SELECTED TEXT

------------------------

The system call sequence to be detected is the input of the GRU neural network built in the specific cluster. The difference between the predicted system call and the actual one is measured as the abnormality degree. After the last system call is removed from the system call sequence, the system call sequence is used as the input of the GRU neural network trained in the corresponding cluster. The pattern encodes this system call sequence as a hidden variable, and generates the hidden variable into a context variable containing data flow information with the attention mechanism. GRU predicts the category of the next system call in the system call sequence, and outputs the normalized discrete probability distribution through the Softmax function. The Manhattan distance is used to calculate the difference between the probability distribution vector of the next system call predicted by the GRU neural network and the vector of the next actual system call. The distance is taken as an anomaly degree, where the larger the distance is, the larger the anomaly degree of the system call is.

4 Evaluation

The experimental environment includes eight virtual machines (VMs) running on Ubuntu 18; each VM has a 2.40 GHz virtual CPU core and 32 GB memory; each VM employs bcc and JIT to collect system calls.

This section evaluates Midiag with precision that is the ratio of correctly detected faults and injected faults in ref. [11]. We choose sixteen microservices categorized as SQL database (i.e., PostgreSQL, Ingres r3, MaxDB, InterBase), NoSQL database (i.e., MongoDB, Cassandra, HBASE, Memcache), Web server (i.e., Apache, Nginx, Lighttpd, Appweb), FTP client (i.e., File Zilla, Fire FTP, gFTP, LFTP). To train the GRU-based model, we collect one thousand system call sequences for each microservice. A single GRU-based model is trained with the dataset of system call sequences generated by all microservices, and then a sample is detected with the unified model. Furthermore, Midiag trains multiple GRU-based models with multiple datasets of system call sequences generated by microservices in different clusters, respectively. If the loss returned by the GRU-based model is higher than the threshold, the detected sample is detected as a fault. Each experiment is repeated 100 times.

------------------------

RAW DATA
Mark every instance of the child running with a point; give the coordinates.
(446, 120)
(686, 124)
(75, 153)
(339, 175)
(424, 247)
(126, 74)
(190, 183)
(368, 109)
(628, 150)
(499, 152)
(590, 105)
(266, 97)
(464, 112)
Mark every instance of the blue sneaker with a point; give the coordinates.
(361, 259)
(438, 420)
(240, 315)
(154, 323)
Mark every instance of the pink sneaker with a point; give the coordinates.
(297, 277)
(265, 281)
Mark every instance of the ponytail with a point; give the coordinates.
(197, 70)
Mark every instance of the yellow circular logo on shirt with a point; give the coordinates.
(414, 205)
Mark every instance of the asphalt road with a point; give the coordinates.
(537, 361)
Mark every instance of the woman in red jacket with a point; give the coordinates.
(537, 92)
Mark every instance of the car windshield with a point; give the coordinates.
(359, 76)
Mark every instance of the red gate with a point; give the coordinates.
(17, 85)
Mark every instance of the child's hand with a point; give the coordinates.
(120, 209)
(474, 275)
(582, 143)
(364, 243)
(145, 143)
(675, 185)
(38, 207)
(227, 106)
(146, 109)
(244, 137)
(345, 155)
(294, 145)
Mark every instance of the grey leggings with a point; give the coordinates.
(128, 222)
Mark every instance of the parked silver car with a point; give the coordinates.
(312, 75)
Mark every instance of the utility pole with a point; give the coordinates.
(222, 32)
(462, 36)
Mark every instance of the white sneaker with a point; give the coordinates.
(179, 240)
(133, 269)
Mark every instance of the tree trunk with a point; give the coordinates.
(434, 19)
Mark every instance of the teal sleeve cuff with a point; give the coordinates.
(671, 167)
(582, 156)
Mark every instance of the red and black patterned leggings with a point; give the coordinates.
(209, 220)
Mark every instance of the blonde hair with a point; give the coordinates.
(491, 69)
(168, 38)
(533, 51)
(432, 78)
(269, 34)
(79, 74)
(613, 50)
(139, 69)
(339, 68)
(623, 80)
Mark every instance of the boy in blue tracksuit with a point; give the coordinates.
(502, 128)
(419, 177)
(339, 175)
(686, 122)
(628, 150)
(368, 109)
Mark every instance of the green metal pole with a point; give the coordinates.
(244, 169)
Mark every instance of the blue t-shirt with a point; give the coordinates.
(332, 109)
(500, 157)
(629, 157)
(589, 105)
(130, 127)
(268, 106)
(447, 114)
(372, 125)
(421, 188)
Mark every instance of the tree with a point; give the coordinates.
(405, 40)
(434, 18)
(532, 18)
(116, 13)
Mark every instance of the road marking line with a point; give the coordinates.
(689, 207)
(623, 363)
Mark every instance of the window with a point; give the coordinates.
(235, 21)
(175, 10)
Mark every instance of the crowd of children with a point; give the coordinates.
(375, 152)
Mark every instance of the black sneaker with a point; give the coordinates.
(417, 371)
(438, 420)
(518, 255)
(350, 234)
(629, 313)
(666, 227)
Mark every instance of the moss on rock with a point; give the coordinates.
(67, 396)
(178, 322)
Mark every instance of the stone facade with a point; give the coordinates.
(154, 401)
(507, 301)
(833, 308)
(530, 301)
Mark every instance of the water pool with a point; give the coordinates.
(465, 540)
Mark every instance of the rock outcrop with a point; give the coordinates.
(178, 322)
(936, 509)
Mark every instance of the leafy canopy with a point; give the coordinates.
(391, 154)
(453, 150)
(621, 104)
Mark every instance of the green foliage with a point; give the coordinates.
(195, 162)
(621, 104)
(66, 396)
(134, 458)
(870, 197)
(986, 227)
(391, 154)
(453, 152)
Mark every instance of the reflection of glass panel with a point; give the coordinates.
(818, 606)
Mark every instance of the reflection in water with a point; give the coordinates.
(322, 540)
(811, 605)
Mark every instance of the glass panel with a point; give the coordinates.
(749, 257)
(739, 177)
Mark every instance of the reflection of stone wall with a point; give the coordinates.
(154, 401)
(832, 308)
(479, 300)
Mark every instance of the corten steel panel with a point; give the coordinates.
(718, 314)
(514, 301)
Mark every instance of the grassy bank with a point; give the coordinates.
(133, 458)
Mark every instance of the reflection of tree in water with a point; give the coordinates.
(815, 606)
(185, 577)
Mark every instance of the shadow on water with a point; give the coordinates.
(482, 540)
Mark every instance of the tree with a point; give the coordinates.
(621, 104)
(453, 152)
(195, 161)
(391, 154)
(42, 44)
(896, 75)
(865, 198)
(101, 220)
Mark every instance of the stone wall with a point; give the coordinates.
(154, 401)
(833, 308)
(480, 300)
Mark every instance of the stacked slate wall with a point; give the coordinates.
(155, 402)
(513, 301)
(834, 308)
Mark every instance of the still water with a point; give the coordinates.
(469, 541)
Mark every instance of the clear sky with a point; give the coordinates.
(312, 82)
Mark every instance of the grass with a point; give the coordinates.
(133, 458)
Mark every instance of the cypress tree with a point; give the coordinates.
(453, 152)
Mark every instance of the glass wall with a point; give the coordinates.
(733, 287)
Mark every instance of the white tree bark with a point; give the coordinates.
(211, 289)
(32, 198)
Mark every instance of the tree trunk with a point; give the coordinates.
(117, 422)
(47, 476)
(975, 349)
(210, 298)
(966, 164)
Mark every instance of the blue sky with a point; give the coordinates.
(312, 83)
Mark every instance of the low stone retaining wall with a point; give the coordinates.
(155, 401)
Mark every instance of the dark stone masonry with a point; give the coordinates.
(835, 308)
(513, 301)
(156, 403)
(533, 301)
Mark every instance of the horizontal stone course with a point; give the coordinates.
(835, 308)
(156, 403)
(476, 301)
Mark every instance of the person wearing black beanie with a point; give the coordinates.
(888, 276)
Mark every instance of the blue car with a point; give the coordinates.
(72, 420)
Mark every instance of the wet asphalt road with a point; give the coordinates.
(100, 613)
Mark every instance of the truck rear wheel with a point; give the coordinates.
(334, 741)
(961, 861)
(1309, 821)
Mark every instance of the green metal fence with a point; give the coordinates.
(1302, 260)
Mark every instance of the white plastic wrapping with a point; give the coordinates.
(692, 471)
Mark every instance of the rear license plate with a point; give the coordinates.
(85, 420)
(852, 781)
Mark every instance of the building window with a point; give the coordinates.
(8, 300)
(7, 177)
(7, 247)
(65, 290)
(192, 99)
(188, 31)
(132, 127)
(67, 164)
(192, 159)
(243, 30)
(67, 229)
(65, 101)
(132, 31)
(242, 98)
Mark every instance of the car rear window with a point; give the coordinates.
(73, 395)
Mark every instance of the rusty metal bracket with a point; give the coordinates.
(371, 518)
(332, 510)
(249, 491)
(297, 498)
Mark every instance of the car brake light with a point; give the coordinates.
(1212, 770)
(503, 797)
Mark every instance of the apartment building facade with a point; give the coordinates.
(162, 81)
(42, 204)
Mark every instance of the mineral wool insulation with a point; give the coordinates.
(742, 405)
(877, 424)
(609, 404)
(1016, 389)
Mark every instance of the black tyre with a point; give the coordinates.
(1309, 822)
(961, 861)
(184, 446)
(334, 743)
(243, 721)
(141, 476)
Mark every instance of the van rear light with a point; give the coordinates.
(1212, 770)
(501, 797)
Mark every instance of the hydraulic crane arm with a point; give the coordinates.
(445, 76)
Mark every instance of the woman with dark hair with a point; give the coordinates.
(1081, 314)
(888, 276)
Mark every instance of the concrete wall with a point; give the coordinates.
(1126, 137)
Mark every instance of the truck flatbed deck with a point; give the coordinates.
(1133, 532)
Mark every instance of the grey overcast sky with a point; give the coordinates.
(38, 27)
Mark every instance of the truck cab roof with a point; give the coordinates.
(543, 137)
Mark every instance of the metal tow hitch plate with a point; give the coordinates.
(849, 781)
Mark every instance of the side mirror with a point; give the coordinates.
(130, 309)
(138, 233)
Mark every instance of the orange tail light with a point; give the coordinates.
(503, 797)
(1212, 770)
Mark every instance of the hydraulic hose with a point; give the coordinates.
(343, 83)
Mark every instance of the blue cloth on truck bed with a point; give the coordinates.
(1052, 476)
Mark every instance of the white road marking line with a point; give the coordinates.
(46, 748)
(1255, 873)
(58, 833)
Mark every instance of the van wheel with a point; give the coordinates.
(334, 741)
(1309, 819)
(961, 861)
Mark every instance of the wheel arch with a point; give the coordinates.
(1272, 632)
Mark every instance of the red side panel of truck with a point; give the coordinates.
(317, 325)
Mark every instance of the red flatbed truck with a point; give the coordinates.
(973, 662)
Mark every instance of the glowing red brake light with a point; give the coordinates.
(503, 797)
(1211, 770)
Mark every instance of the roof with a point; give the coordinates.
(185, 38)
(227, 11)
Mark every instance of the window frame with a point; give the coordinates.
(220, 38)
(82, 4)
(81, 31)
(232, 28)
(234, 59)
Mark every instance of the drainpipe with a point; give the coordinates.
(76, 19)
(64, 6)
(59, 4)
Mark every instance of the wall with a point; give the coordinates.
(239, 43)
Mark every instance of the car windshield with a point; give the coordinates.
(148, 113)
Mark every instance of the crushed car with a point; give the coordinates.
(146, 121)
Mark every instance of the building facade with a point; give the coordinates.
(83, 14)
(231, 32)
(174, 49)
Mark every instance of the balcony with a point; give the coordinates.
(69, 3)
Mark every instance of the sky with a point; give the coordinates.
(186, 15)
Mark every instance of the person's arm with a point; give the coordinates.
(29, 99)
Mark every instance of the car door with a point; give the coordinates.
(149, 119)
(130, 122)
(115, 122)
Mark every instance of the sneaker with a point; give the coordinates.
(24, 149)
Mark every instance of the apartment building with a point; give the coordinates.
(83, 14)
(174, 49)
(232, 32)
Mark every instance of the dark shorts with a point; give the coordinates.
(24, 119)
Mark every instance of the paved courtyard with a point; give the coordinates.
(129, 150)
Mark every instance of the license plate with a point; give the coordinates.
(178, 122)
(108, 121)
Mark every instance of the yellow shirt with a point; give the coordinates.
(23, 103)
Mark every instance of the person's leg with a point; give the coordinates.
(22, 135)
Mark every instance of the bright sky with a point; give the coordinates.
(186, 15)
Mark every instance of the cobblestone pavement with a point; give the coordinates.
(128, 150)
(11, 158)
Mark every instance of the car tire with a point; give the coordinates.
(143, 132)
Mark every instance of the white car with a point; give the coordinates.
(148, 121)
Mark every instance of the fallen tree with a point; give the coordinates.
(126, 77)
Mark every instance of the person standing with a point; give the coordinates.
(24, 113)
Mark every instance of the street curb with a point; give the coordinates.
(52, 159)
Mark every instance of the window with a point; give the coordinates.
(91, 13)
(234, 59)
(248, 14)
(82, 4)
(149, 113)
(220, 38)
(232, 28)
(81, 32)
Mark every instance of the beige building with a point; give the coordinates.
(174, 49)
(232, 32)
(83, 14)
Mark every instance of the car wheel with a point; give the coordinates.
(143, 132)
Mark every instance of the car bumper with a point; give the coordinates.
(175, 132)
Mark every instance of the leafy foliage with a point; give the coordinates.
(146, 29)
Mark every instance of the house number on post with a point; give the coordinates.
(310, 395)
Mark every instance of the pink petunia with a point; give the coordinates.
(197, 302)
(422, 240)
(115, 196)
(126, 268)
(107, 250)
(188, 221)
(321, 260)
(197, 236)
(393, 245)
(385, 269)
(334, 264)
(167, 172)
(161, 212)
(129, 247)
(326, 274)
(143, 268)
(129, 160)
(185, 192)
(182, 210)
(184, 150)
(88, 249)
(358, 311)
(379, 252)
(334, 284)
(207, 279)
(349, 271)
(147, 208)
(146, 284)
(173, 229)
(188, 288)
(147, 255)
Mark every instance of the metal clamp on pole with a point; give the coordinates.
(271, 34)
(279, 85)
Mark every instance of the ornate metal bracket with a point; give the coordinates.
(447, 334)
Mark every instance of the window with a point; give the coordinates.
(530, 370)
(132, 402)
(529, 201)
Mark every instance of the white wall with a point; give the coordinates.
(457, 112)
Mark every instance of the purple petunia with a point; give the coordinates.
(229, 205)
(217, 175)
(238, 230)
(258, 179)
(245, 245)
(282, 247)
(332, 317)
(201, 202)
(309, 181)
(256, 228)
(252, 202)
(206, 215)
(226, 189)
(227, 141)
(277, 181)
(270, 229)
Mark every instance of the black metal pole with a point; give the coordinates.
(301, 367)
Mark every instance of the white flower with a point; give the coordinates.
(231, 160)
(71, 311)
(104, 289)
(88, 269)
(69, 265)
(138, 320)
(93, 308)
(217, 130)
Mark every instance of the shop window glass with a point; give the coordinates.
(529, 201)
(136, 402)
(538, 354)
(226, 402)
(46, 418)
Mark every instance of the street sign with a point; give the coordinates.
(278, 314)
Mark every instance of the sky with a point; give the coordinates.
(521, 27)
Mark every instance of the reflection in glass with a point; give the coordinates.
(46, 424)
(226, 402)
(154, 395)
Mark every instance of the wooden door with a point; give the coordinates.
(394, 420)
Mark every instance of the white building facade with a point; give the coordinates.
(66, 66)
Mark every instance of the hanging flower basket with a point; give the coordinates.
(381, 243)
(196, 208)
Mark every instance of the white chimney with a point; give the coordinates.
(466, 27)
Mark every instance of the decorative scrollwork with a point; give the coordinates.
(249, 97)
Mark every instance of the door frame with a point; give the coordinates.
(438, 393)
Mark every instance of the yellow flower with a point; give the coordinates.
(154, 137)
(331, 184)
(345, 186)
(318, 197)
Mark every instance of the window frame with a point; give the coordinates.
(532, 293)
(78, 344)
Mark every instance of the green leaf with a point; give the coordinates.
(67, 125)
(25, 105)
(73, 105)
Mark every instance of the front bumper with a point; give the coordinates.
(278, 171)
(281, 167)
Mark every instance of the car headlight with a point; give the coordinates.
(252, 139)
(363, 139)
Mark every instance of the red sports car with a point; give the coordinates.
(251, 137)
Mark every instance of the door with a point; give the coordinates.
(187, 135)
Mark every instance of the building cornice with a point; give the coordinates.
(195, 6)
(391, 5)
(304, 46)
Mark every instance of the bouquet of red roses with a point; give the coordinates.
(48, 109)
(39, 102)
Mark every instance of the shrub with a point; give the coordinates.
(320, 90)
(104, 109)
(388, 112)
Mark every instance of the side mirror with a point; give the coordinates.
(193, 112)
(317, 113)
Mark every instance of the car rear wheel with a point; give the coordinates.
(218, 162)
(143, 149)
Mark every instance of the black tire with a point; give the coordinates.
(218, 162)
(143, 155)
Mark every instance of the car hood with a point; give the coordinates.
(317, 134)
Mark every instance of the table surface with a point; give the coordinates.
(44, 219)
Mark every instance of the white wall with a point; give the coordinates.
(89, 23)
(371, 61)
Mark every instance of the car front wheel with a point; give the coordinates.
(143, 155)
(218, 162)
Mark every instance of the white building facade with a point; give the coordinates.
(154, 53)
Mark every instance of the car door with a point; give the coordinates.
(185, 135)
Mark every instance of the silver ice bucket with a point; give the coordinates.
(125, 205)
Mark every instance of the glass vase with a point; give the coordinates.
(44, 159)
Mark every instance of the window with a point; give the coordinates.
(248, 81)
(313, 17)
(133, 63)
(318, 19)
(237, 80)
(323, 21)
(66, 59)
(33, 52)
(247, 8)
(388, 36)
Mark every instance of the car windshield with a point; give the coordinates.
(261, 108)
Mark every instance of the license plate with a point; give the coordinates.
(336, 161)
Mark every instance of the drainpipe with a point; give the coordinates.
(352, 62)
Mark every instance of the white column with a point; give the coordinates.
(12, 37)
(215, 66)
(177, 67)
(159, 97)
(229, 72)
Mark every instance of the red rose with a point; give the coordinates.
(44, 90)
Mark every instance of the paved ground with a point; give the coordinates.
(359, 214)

------------------------

THINGS TO DO
1. Translate this sentence from the passage on GRU-based fault detection into Spanish: "The difference between the predicted system call and the actual one is measured as the abnormality degree."
2. Carry the passage on GRU-based fault detection forward, starting after its final sentence.
These rows come from a separate source, unrelated to the text.

RESULTS OF THE EXERCISE
1. La diferencia entre la llamada al sistema predicha y la real se mide como el grado de anomalía.

2.
Firstly, we evaluate the length of system call sequence on precision. Figure 2 shows that the longer the length is, the more accurate the precision is, before the threshold of the sequence length reaches 900, and Midiag can achieve the best precision 0.91. However, the precision decreases after that, because the longer sequence causes the overfit of the trained model. Secondly, we compare Midiag with the traditional single GRU-based model. Figure 3 shows the effect of loss threshold on the accuracy of fault diagnosis. If the threshold is too high, more faults of system call sequence will be classified as normal (i.e., false negative). If the threshold is too low, the normal sequence will be incorrectly classified as abnormal (i.e., false positive). The achievable accuracy of a single GRU-based model is less than 0.80, while Midiag can achieve precision 0.91 by categorizing sixteen microservices as five clusters and diagnosing faults in each cluster according to the cluster of system call sequences.

Fig. 2.
figure 2

System call sequence length on precision

Fig. 3.
figure 3

Fault diagnosis threshold on precision

5 Conclusion

The microservice architecture raises great challenges to the operation and maintenance of applications in cloud computing. Existing operation technologies usually employ a unified model to analyze applications’ status. However, the behaviors of various microservices vary greatly, and describing them with a single model is difficult. To address the above issue, this paper proposes a microservice fault diagnosis framework Midiag based on mining system call patterns. After collecting system calls with a non-invasive lightweight tool, we employ k-means to cluster system call sequences as sequence patterns with LCS. The GRU-based neural network is adopted to model a sequence pattern to predict the future system call, and thus we can detect faults by comparing the predicted system call and the actual one in a specific pattern. Experimental results show that Midiag can effectively distinguishes system call sequences and achieve much higher precision in detecting faults.